* [DOCUMENT EXCERPT]:
=====

# [SOLVED] Keyboard not functioning correctly



## jcvamp (Aug 2, 2006)

I have an HP Pavilion dv7 laptop, running Windows 7. For a few days, the keyboard has been suddenly reacting as though the control key is pressed. Today, I spilled a little bit of water on the keyboard, which I quickly wiped up, and the t, y, o, p, [ and ] keys have stopped working.

I tried booting to safe mode to find out if it was a problem with Windows, but when I try to access the start up menu the cursor keys stop working and enter just stops anything from happening at all. At the moment, pressing F8, escape, or delete on the HP screen that appears instead of the POST screen, goes to the Windows Recovery Menu. Again, the cursor keys don't work, and pressing enter stops anything from happening at all. I, instead, allowed the timer to run down so it ran the Windows Recovery itself, but it made no difference to the problem.

=====

* [AVAILABLE RECORDS]:
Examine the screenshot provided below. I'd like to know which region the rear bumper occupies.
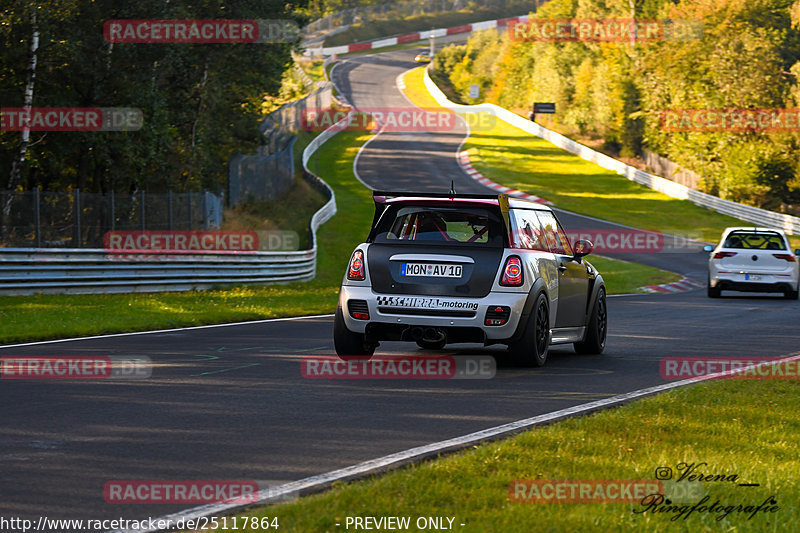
[711,279,797,292]
[708,264,798,292]
[339,285,528,344]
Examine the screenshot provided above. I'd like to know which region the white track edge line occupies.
[0,313,333,350]
[106,353,800,533]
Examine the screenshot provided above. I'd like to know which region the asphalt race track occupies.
[0,47,800,519]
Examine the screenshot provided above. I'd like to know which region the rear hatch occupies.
[367,201,504,298]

=====

* [TASKS TO COMPLETE]:
1 – In the keyboard thread, which keys stopped working after water was spilled on the keyboard?
2 – Rewrite every one of the records, swapping "screenshot" for "image" wherever it occurs and leaving everything else as it is. Omit the pictures.
The keyboard thread and the records come from unrelated sources.

* [RESPONSES IN ORDER]:
1 – The t, y, o, p, [ and ] keys.

2 –
Examine the image provided below. I'd like to know which region the rear bumper occupies.
[711,279,797,292]
[708,264,798,292]
[339,285,528,344]
Examine the image provided above. I'd like to know which region the white track edge line occupies.
[0,313,333,350]
[106,353,800,533]
Examine the image provided above. I'd like to know which region the asphalt race track occupies.
[0,47,800,519]
Examine the image provided above. I'd like to know which region the rear hatch occupies.
[367,201,504,298]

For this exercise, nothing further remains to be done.